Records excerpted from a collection
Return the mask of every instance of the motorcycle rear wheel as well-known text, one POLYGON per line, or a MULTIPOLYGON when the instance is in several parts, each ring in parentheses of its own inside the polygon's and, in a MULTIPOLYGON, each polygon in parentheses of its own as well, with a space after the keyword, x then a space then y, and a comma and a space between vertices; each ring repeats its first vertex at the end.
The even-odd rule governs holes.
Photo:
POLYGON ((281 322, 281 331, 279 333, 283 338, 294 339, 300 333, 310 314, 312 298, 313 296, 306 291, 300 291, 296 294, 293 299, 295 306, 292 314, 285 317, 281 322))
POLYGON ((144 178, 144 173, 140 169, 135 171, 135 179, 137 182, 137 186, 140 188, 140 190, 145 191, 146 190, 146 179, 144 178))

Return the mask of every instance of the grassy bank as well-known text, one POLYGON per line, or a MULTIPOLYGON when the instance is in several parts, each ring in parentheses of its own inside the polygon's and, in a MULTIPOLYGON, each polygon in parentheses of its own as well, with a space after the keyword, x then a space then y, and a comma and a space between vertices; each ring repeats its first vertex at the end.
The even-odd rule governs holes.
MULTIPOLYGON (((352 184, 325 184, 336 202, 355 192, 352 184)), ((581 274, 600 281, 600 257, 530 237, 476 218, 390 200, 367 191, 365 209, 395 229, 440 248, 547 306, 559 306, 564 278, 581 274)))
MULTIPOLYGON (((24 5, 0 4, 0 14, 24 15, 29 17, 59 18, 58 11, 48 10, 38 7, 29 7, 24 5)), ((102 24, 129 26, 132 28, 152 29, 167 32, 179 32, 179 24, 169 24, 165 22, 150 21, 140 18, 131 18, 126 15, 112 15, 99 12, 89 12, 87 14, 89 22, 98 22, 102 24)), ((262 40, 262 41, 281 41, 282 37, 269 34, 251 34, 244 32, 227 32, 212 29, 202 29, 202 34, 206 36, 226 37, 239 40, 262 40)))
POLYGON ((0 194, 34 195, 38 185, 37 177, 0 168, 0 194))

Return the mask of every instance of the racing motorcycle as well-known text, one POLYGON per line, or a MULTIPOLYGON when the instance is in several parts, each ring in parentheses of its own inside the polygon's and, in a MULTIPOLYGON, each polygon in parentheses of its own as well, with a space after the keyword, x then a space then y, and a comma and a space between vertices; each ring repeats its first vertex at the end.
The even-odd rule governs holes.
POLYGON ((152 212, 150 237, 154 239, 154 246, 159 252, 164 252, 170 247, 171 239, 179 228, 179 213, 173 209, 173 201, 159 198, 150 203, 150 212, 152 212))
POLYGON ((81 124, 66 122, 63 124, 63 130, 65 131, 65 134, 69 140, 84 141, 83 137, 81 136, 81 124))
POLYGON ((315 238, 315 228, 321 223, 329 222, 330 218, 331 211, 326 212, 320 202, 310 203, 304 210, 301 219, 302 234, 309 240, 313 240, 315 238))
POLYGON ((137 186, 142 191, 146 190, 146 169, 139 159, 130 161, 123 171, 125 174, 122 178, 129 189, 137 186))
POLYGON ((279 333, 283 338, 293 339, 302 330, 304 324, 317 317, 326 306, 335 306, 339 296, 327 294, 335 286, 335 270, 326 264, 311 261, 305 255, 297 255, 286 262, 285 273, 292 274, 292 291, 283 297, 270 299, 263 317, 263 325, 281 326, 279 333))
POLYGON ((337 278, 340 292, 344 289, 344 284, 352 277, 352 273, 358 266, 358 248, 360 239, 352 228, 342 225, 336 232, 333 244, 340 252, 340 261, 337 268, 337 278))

* **Exercise goal**:
Update the part of the data that opens with its first line and closes with the line containing "POLYGON ((0 194, 34" so that "grassy bank" becomes "grassy slope". Leave everything else unchanged, and give only those lines.

* **Written reply**:
Return the mask of every instance of the motorcycle rear wheel as well-known text, one POLYGON per line, or a MULTIPOLYGON when the instance is in several parts, each ring in parentheses of its own inside the polygon's and, in a MULTIPOLYGON, each polygon in parentheses of its own as well, with a space after the keyword, x then a space then y, and a comma and a space between vertices; each ring repeats its first vertex at the end.
The even-odd rule governs holes.
Photo:
POLYGON ((281 322, 281 331, 279 333, 283 338, 294 339, 300 333, 310 314, 312 298, 313 296, 306 291, 300 291, 296 294, 293 299, 295 306, 292 314, 285 317, 281 322))
POLYGON ((144 178, 144 173, 140 169, 135 171, 135 179, 137 182, 137 186, 140 188, 140 190, 145 191, 146 190, 146 179, 144 178))

Return the mask of every instance of the grassy slope as well-known text, one POLYGON per line, or a MULTIPOLYGON when the instance is in several parts, each ring in parentheses of its own inside the polygon's and, in a MULTIPOLYGON, each polygon in parentheses of its own as well, with a space after the keyword, x then a space then y, and a comma and a space between vertices; each ring repeats its first vertex at the end.
The even-odd rule governs holes.
MULTIPOLYGON (((352 184, 325 184, 336 202, 355 192, 352 184)), ((581 274, 600 281, 600 257, 530 237, 476 218, 390 200, 367 191, 365 209, 395 229, 440 248, 547 306, 559 306, 564 278, 581 274)))
MULTIPOLYGON (((24 5, 0 4, 0 14, 24 15, 29 17, 59 18, 58 11, 48 10, 38 7, 29 7, 24 5)), ((102 24, 129 26, 132 28, 152 29, 167 32, 179 32, 179 24, 169 24, 165 22, 150 21, 140 18, 131 18, 126 15, 112 15, 99 12, 89 12, 87 14, 89 22, 98 22, 102 24)), ((262 40, 262 41, 281 41, 282 37, 269 34, 251 34, 244 32, 227 32, 212 29, 202 29, 202 34, 206 36, 226 37, 239 40, 262 40)))
POLYGON ((0 194, 34 195, 38 185, 37 177, 0 168, 0 194))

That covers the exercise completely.